Task details —
Look through the lines below; wherever the word "blazer" appears, copy that line.

-=-=-=-=-

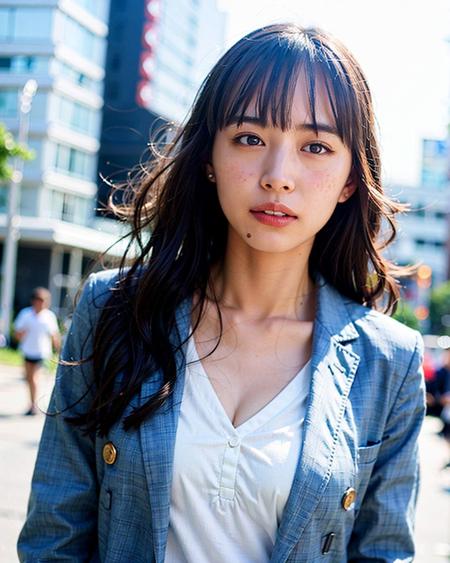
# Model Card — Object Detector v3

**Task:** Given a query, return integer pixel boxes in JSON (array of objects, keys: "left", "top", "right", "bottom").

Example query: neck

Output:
[{"left": 210, "top": 235, "right": 316, "bottom": 322}]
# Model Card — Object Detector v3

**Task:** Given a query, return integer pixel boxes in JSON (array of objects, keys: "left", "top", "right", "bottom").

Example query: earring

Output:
[{"left": 207, "top": 172, "right": 215, "bottom": 181}]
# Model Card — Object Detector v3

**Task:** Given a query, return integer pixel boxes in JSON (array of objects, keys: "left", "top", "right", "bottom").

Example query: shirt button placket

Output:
[{"left": 219, "top": 435, "right": 241, "bottom": 500}]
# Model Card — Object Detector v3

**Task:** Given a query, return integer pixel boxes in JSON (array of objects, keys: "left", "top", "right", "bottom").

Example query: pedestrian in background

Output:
[
  {"left": 13, "top": 287, "right": 60, "bottom": 415},
  {"left": 434, "top": 349, "right": 450, "bottom": 469},
  {"left": 18, "top": 25, "right": 425, "bottom": 562}
]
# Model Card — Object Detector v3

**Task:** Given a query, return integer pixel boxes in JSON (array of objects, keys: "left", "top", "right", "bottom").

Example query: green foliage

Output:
[
  {"left": 0, "top": 122, "right": 34, "bottom": 181},
  {"left": 0, "top": 347, "right": 58, "bottom": 373},
  {"left": 0, "top": 346, "right": 22, "bottom": 366},
  {"left": 393, "top": 300, "right": 420, "bottom": 331},
  {"left": 429, "top": 281, "right": 450, "bottom": 336}
]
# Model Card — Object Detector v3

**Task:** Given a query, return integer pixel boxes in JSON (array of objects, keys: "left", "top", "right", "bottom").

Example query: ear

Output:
[
  {"left": 205, "top": 163, "right": 216, "bottom": 182},
  {"left": 338, "top": 173, "right": 357, "bottom": 203}
]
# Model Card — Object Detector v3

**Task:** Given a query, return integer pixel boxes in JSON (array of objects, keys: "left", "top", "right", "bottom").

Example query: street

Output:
[{"left": 0, "top": 364, "right": 449, "bottom": 562}]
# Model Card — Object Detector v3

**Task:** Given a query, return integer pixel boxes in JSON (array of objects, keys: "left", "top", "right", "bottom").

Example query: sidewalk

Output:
[
  {"left": 1, "top": 363, "right": 449, "bottom": 561},
  {"left": 0, "top": 364, "right": 54, "bottom": 562}
]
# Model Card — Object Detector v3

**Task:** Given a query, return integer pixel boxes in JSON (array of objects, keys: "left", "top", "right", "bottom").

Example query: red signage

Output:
[{"left": 137, "top": 0, "right": 161, "bottom": 109}]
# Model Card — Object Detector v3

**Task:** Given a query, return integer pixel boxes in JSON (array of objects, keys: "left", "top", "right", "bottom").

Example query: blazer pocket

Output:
[{"left": 357, "top": 440, "right": 382, "bottom": 465}]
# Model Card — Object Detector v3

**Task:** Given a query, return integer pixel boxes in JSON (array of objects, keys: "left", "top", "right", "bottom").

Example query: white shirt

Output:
[
  {"left": 14, "top": 307, "right": 59, "bottom": 359},
  {"left": 165, "top": 335, "right": 312, "bottom": 563}
]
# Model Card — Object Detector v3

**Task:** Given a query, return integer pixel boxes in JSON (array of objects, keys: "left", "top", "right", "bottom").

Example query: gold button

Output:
[
  {"left": 102, "top": 442, "right": 117, "bottom": 465},
  {"left": 341, "top": 487, "right": 357, "bottom": 510}
]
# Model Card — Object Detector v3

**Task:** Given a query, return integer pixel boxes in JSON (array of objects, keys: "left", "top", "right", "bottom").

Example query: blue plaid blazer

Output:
[{"left": 18, "top": 269, "right": 426, "bottom": 562}]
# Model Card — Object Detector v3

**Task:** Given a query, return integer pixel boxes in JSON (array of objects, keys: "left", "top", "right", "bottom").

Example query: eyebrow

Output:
[{"left": 228, "top": 115, "right": 340, "bottom": 137}]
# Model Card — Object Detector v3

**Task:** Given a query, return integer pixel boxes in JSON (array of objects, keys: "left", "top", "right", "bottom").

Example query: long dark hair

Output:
[{"left": 70, "top": 24, "right": 409, "bottom": 436}]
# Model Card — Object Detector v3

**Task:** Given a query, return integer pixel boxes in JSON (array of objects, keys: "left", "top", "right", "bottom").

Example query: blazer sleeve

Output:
[
  {"left": 17, "top": 274, "right": 101, "bottom": 562},
  {"left": 347, "top": 332, "right": 426, "bottom": 562}
]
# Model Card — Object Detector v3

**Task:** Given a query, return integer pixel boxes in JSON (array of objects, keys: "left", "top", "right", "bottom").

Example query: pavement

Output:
[{"left": 0, "top": 363, "right": 449, "bottom": 562}]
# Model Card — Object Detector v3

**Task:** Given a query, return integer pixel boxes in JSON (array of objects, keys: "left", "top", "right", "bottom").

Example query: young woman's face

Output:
[{"left": 209, "top": 74, "right": 355, "bottom": 256}]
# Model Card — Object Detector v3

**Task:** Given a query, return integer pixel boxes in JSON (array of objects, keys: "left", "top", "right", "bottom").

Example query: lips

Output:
[
  {"left": 250, "top": 202, "right": 297, "bottom": 217},
  {"left": 249, "top": 201, "right": 298, "bottom": 228}
]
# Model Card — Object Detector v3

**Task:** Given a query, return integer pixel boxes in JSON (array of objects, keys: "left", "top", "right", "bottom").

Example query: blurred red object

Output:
[{"left": 423, "top": 352, "right": 435, "bottom": 381}]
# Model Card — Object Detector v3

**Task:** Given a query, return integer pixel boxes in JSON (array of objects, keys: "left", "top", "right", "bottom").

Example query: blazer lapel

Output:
[
  {"left": 271, "top": 278, "right": 360, "bottom": 562},
  {"left": 139, "top": 297, "right": 192, "bottom": 563}
]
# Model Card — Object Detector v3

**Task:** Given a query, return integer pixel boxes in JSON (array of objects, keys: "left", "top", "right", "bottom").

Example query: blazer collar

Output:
[{"left": 314, "top": 273, "right": 359, "bottom": 343}]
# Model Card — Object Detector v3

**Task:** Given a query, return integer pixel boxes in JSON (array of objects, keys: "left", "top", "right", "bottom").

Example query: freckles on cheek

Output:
[
  {"left": 217, "top": 160, "right": 253, "bottom": 185},
  {"left": 313, "top": 172, "right": 345, "bottom": 194},
  {"left": 235, "top": 168, "right": 253, "bottom": 185}
]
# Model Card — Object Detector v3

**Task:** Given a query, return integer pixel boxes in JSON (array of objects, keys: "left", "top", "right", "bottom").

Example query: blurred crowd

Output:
[{"left": 424, "top": 348, "right": 450, "bottom": 469}]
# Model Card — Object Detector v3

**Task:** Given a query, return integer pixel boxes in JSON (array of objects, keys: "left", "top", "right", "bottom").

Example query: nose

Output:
[{"left": 260, "top": 147, "right": 296, "bottom": 193}]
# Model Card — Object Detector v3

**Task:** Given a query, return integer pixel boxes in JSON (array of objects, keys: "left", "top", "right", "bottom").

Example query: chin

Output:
[{"left": 241, "top": 233, "right": 310, "bottom": 255}]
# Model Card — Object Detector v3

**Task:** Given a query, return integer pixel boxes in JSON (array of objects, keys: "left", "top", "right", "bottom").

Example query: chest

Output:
[
  {"left": 23, "top": 312, "right": 50, "bottom": 333},
  {"left": 193, "top": 319, "right": 313, "bottom": 428}
]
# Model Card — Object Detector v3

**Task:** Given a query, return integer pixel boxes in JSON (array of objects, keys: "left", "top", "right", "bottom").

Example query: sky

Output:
[{"left": 215, "top": 0, "right": 449, "bottom": 188}]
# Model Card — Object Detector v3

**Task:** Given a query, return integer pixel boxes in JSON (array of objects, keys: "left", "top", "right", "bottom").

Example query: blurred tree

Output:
[
  {"left": 0, "top": 122, "right": 33, "bottom": 181},
  {"left": 393, "top": 300, "right": 420, "bottom": 331},
  {"left": 429, "top": 281, "right": 450, "bottom": 336}
]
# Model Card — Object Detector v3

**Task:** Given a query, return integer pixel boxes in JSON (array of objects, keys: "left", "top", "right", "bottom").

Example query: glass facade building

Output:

-=-=-=-=-

Solved problem —
Example query: blazer pocket
Example query: blue plaid blazer
Example query: blazer sleeve
Example query: blazer lapel
Example query: blazer collar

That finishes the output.